BEGIN
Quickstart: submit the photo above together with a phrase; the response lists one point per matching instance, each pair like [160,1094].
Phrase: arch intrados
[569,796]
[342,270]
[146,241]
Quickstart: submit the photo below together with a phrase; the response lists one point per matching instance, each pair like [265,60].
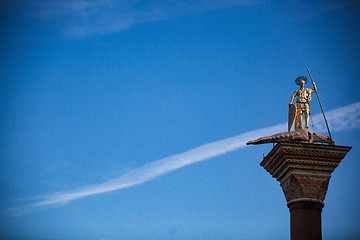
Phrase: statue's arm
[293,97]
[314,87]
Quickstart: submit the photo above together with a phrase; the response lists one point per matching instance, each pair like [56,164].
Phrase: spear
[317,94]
END
BEGIN
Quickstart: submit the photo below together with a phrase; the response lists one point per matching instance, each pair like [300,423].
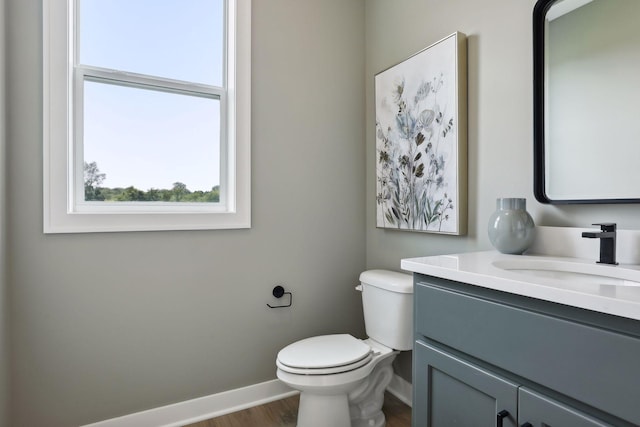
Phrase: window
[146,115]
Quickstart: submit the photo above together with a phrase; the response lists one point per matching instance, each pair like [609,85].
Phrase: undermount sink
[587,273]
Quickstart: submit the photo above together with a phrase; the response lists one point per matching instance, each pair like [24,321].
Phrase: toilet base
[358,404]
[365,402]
END
BEGIN
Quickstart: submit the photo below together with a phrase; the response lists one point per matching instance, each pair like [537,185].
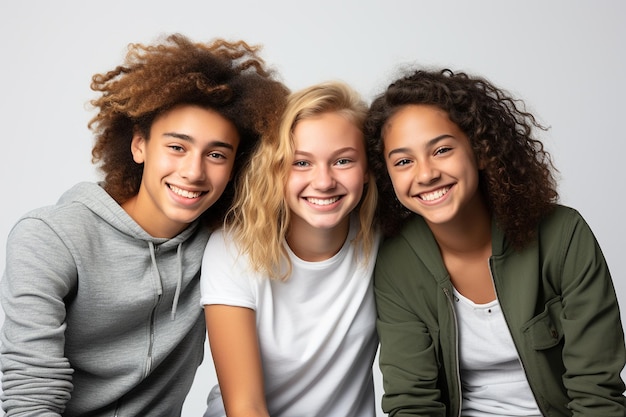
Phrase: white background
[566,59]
END
Assignment
Would you please copy all lines in the data that contain the word "above"?

Result for this task
Quickstart: submit the photo above together with a phrase; the response lists one point per matching instance, each pair like [160,1094].
Quickstart: submit the photo above together with a phrase; the response lists one point per matching instance, each pair like [56,164].
Quickstart: submit the photo above together with a phrase; the response lists one point per matching instance, each pair like [609,85].
Quickstart: submit the photo above together with a phrase; the response lists one point per matching instance, each pair like [24,321].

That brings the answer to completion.